Authors

As authors, your role is crucial: your research and your participation in the scientific community have an impact. You need to try and make sure that you do not contribute to causing any harm. A few key principles to help you think about possible ethical issues and how to report them are listed down below:

1. Include ethics from the start, and throughout the pipeline¶

Ethics is not an afterthought, and is not limited to filling an ethical consideration section or to tick boxes when submitting your papers. To make sure your research is not raising ethical concerns, ethical reflections should start from the conception of the experiment, and be present at all steps, then diligently reported in papers.

Try and ask yourself questions about ethics while thinking about research questions, experiment and methodology design, tools and datasets choice/conception, and the evaluation of tools.

The following principles are examples of elements to keep in mind and apply in your research, at every step.

- _Tasks and exercises_:
1) Answer these questions using the ethics guidance for authors:
(a) According to the text, at what point should ethical reflections begin?
(b) Besides filling an ethical consideration section, what else does the text say ethics is not limited to?
(c) What is the heading of the first numbered principle?
2) In the ethics guidance for authors, list every point in the research process at which the text says authors should ask themselves questions about ethics.
3) Pick up the ethics guidance for authors after its last sentence and write the next part.

- _Record set_:
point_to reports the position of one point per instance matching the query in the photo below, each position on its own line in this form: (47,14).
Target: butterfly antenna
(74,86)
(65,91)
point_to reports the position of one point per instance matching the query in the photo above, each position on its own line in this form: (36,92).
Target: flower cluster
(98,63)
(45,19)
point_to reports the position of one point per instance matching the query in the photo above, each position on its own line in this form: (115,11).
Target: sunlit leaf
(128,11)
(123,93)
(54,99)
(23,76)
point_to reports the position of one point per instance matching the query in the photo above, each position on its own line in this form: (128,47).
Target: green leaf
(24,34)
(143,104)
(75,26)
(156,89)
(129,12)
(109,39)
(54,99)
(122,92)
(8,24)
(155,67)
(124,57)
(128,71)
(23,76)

- _Expected outputs_:
1)
(a) From the conception of the experiment.
(b) Ticking boxes when submitting papers.
(c) "Include ethics from the start, and throughout the pipeline"

2)
- Research questions
- Experiment and methodology design
- Tools and datasets choice/conception
- The evaluation of tools

3)
2. Take into consideration all stakeholders¶

It takes a village to do research: from annotators, human participants, to involved researchers and even downstream users, many people can contribute or be affected by your work. It is important that all of them are taken into account, treated with respect and that you do not cause them any harm. Be transparent about who contributed to your research, how so, etc. This ensures that everyone was treated correctly, and also helps to signal possible bias (e.g., if a majority of men participated in an experiment, the results may only apply to men).

Some more specific advice depending on the target population:

About human annotators/crowdworkers/interns and human participants¶

Report how they were recruited, their level of "expertise"/education, some basic demographic information that could be relevant (e.g., gender, country of origin, spoken languages, ...), ... Also specify what their task was, what guidelines/specific training they followed, and if the task presented any risk (e.g., offensive content that had to be annotated, etc.).

For human participants, also provide details about their informed consent, the procedures that were used to pseudonymize/anonymize when applicable, and whether or not a debrief took place after the experiment.

About downstream users¶

Make sure that possible users will benefit from your research, and try and document the possible gaps: did you take into consideration a variety of possible users? Is one population less well represented? Will your system work less well on specific populations? What could be used to mitigate these problems?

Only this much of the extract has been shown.